# Study text:
□ □ □ □ □ □ □

Jill & Clancy Woods
Like many generous friends of Phoenix Children's Hospital, Jill and Clancy Woods are a couple with an admirable ability to see the forest as well as the trees.
As senior vice president of Infinity Broadcasting, which owns several local stations, including KMLE-108, Clancy has been instrumental in cultivating the KMLE Detour Golf Tournament, the KMLE Holiday Concert, and the annual spring KMLE Radiothon, which together have raised close to half a million dollars over the last two years for the hospital and its patients.
Jill, meanwhile, has invested the bulk of her time and energies in organizing the Emily Center Fashion Show, one of the hospital's most popular events and the major fund-raiser of the year for the Center, the Southwest's largest pediatric consumer health resource library. This year, Jill is chairing the Fashion Show.
"They've always gone the extra mile," says Steven S. Schnall, vice president of the Phoenix Children's Hospital Foundation, "not only independently, but as a couple. They are both exemplary in their commitment to Phoenix Children's."

□ □ □ □ □ □ □

# What is required:
Please explain, using the profile of Jill and Clancy Woods, why the Emily Center Fashion Show is so important to the Emily Center.

# Data listing:

□ □ □ □ □ □ □

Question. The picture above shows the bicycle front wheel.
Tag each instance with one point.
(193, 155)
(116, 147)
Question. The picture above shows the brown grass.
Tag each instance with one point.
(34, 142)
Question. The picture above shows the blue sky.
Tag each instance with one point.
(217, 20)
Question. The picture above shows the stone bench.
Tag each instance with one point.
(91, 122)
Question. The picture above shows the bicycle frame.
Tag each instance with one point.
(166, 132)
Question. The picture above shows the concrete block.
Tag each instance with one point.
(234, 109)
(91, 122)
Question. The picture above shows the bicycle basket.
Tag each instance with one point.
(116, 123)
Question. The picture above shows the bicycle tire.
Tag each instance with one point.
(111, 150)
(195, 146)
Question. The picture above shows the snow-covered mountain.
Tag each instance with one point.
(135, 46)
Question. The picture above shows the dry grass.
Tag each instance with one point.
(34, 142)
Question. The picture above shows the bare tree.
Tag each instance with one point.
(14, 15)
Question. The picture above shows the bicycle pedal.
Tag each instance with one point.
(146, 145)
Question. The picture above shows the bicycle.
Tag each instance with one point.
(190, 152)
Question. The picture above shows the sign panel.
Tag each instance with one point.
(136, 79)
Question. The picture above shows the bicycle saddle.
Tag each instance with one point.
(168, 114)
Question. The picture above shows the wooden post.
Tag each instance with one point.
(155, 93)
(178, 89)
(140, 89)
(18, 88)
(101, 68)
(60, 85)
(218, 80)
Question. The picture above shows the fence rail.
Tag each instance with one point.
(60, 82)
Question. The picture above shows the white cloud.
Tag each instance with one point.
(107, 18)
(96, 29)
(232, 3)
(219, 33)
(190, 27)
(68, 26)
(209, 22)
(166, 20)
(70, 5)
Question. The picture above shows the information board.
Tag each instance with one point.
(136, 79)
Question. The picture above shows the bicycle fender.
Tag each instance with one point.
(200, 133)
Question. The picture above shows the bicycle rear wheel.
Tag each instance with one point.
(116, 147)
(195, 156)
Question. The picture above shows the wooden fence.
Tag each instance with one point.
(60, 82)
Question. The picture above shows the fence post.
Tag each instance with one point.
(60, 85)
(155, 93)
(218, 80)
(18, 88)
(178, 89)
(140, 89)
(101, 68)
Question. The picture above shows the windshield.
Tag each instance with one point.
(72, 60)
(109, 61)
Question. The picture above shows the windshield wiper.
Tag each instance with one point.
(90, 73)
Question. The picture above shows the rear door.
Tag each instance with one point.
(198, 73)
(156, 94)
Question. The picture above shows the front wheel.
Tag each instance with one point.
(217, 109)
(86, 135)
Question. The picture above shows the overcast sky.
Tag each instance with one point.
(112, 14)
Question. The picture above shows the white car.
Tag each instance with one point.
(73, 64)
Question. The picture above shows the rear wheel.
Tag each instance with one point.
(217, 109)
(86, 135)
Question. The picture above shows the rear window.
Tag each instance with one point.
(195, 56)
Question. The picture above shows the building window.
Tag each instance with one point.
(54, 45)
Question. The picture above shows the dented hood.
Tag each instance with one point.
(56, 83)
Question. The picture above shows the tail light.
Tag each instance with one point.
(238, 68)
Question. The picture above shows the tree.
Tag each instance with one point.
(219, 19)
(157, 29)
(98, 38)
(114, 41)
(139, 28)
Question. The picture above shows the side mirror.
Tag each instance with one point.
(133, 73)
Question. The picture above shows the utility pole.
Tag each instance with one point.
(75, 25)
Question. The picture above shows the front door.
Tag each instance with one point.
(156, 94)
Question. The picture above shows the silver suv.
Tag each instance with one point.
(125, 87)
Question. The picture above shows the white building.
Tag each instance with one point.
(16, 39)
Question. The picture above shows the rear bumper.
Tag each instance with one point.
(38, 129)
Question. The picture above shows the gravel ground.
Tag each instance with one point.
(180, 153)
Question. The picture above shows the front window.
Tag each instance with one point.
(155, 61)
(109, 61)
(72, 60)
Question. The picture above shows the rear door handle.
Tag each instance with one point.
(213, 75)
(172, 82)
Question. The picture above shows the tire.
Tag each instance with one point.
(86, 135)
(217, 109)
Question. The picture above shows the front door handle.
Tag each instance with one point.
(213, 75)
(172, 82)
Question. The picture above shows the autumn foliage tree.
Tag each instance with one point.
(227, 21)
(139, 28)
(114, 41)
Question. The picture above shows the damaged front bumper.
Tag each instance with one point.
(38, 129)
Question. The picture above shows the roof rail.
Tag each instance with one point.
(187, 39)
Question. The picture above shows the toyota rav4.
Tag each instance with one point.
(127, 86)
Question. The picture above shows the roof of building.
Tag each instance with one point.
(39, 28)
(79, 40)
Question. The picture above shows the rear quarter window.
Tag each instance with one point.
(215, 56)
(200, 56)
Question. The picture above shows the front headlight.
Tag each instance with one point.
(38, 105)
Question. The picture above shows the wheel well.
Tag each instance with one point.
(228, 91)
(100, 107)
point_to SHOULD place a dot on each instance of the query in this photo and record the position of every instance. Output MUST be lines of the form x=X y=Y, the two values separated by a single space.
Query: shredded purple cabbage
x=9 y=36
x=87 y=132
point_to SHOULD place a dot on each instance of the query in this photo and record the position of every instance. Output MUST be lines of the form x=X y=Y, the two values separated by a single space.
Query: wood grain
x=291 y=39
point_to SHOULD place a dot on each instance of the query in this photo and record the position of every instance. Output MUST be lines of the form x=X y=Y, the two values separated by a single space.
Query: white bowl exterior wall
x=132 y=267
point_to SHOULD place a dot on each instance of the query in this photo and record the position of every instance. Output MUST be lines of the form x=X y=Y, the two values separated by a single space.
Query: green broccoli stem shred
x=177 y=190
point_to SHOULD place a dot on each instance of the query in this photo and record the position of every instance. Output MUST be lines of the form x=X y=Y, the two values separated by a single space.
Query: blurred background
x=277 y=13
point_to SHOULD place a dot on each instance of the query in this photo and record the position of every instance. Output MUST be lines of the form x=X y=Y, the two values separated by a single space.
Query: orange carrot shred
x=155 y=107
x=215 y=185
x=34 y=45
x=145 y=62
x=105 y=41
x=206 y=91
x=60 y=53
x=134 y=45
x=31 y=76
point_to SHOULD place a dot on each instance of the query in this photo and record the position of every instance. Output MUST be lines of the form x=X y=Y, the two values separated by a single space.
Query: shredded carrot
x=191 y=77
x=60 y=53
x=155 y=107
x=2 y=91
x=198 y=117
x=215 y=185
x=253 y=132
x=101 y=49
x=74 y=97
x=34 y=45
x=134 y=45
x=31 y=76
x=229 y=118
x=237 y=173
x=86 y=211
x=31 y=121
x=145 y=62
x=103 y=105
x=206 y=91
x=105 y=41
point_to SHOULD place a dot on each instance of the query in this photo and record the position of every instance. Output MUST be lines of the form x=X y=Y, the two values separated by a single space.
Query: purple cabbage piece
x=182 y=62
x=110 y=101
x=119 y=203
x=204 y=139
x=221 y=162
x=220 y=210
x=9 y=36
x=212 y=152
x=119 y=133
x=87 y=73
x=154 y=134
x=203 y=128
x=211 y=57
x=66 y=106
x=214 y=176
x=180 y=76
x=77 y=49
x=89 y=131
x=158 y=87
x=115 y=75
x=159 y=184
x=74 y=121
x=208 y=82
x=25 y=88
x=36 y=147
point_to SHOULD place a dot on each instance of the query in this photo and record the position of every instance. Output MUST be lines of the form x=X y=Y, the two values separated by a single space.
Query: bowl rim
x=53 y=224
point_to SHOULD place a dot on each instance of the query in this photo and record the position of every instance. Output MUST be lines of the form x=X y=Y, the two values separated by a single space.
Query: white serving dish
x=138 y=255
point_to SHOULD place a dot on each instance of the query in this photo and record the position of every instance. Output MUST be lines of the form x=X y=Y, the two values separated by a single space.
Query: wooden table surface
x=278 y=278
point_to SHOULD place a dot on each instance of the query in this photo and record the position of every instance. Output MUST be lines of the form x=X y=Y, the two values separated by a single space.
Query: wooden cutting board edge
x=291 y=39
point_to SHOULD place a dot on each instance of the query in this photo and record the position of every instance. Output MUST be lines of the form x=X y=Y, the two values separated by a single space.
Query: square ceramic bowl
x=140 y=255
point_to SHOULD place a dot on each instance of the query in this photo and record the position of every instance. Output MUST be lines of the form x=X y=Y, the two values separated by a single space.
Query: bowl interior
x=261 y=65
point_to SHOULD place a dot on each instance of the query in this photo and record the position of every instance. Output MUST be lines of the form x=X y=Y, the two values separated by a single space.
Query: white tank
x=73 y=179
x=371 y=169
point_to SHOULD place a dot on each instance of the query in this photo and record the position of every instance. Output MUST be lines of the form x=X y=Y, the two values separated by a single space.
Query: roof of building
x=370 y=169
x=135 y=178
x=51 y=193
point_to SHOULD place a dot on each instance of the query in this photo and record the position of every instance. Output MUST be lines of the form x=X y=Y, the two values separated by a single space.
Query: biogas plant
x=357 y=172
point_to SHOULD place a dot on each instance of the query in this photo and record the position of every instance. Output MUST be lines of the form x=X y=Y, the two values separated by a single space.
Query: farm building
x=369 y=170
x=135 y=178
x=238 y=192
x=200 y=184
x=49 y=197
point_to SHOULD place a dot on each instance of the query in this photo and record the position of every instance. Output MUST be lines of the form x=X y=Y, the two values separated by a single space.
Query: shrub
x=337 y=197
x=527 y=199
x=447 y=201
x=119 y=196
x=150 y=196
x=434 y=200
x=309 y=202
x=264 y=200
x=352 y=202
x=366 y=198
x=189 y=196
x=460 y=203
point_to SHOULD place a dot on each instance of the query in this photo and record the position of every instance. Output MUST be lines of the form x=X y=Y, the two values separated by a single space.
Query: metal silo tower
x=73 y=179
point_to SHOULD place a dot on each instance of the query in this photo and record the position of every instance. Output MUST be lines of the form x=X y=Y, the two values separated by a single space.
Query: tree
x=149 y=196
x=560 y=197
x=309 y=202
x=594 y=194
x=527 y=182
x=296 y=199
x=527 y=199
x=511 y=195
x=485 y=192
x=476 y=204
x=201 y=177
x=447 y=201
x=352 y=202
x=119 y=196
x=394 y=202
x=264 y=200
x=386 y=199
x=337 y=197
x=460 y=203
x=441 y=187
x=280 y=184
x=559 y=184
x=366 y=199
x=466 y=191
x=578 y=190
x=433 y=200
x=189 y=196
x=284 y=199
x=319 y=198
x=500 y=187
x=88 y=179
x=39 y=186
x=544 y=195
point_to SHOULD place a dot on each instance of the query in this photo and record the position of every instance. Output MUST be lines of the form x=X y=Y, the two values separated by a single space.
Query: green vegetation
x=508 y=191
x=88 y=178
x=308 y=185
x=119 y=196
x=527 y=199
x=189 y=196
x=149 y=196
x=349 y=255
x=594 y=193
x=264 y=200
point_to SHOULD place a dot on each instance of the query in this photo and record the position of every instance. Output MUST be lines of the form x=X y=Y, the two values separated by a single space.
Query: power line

□ □ □ □ □ □ □

# Answer box:
The Emily Center Fashion Show is the Center's major fund-raiser of the year. It is also one of Phoenix Children's Hospital's most popular events.